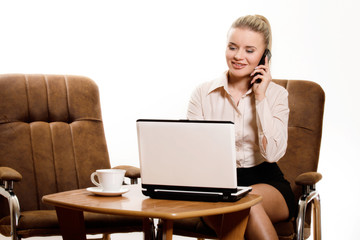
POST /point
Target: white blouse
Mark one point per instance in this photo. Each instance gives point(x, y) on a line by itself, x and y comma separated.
point(253, 119)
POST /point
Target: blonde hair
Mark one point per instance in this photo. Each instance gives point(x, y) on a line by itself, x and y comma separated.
point(256, 23)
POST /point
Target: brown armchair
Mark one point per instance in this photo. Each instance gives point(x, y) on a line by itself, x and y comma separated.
point(299, 165)
point(51, 140)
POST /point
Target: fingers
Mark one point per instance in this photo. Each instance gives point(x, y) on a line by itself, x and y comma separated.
point(260, 70)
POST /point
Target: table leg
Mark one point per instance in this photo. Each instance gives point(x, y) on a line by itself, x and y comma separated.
point(72, 226)
point(234, 225)
point(148, 229)
point(167, 229)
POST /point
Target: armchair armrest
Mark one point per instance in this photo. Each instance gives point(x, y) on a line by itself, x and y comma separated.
point(131, 172)
point(9, 174)
point(308, 178)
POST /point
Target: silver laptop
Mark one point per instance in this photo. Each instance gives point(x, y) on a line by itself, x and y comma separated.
point(188, 160)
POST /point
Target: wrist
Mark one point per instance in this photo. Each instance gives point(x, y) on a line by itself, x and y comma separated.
point(259, 97)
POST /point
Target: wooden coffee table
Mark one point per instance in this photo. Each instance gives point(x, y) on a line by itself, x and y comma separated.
point(70, 206)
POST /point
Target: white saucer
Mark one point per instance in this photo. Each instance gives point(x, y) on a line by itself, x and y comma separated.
point(99, 191)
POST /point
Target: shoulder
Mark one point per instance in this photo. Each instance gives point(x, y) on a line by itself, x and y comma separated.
point(209, 86)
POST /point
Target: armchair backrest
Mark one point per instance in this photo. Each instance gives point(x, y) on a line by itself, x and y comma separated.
point(306, 103)
point(51, 132)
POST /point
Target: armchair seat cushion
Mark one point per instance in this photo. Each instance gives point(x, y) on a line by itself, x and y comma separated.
point(44, 223)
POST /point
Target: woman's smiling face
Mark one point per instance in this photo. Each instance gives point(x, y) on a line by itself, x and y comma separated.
point(243, 52)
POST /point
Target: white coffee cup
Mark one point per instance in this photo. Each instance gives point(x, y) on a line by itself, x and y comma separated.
point(110, 180)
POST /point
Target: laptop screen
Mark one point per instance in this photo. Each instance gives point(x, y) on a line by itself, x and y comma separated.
point(187, 153)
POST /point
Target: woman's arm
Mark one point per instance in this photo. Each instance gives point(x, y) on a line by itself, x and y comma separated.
point(272, 114)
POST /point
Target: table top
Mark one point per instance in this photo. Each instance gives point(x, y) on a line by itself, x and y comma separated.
point(134, 203)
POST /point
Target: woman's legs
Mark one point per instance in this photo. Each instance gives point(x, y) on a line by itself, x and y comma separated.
point(272, 209)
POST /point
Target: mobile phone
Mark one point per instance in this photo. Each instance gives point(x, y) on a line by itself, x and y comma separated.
point(262, 62)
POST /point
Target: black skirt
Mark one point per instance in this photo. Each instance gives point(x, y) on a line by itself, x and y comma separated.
point(268, 173)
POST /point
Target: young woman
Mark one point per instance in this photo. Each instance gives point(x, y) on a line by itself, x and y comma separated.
point(260, 113)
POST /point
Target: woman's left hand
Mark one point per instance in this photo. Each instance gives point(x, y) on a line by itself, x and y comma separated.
point(265, 76)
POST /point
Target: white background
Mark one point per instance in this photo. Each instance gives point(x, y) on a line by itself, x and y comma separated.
point(148, 56)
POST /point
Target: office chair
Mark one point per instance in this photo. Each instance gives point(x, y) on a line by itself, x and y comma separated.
point(299, 165)
point(51, 140)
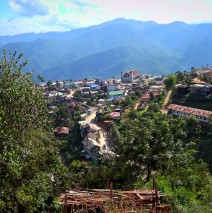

....................

Beginning at the line with "Target: armchair armrest" and ending at the line with "Target: silver laptop", reproduce each line of the data above exactly, and add no other lines.

Task result:
Target: armchair armrest
Mark one point per instance in this photo. Each instance gives point(x, y) on a line by itself, x and y comma separated.
point(131, 172)
point(9, 174)
point(308, 178)
POST /point
Target: silver laptop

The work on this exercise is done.